## EXERCISE REQUIREMENTS:
Copy out word for word the part of the records that begins with the line containing "Each instance of the blue and" and runs through the last line of the records, both ends included, and give nothing else.
--*--
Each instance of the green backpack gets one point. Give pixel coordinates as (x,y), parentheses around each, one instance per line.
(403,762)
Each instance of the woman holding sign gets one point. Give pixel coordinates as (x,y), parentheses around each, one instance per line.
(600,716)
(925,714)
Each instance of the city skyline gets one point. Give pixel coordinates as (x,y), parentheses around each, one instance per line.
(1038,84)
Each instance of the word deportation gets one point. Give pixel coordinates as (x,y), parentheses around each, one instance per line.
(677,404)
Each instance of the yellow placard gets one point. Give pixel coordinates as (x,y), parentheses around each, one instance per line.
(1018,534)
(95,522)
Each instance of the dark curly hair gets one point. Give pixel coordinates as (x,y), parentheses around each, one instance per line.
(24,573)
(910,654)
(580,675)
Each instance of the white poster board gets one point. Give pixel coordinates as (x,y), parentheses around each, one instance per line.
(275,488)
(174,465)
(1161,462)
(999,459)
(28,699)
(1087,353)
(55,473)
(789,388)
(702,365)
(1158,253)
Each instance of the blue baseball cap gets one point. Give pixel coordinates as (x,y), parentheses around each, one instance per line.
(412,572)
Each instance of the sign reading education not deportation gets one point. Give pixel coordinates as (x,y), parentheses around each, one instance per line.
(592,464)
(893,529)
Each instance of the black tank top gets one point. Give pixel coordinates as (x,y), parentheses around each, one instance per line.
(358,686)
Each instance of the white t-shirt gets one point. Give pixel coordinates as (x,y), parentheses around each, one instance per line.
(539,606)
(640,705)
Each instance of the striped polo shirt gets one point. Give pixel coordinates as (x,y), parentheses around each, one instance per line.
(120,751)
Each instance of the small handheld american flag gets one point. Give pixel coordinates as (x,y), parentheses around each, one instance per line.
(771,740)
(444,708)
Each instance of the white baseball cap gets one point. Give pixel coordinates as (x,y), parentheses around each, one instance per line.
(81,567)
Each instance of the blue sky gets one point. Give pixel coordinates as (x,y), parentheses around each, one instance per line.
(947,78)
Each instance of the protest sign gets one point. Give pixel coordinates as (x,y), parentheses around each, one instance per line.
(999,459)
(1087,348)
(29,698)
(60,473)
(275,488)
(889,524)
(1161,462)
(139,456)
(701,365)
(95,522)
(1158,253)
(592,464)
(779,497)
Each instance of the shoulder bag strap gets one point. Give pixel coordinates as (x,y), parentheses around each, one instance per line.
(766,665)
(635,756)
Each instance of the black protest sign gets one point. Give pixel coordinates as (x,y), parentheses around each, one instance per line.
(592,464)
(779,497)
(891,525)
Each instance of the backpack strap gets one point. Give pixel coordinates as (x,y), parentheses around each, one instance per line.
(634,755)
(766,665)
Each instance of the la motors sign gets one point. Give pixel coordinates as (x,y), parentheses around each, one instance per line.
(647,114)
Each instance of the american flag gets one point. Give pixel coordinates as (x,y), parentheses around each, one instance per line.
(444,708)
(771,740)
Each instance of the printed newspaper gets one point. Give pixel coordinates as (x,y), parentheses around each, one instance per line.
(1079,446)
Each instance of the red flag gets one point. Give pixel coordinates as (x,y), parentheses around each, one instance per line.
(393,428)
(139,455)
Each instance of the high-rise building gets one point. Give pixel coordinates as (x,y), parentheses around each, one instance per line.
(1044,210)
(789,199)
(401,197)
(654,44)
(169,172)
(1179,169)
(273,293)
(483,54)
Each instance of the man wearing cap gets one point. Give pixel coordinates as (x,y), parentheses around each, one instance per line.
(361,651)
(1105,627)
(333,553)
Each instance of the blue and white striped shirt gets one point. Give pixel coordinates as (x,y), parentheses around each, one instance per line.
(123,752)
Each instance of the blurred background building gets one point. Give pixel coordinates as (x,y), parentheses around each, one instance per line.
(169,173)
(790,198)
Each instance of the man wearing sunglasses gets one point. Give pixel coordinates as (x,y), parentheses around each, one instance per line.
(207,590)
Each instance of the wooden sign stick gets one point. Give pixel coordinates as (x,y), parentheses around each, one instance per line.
--*--
## EXERCISE ANSWER:
Each instance of the blue and white striped shirt gets one point. Give pixel coordinates as (x,y), parentheses around each, one instance per line.
(123,752)
Each instance of the blurred background building gets one point. Give pixel coordinates as (x,y), parentheses around each, one instance per line.
(169,173)
(790,198)
Each instance of the man wearing sunglasses gets one point. Give pixel coordinates as (x,y), parentheses around each, one instance per line.
(207,590)
Each instance of the wooden sign stick gets one point. Give pixel coordinates as (x,y), parentheses around each, one instance per line.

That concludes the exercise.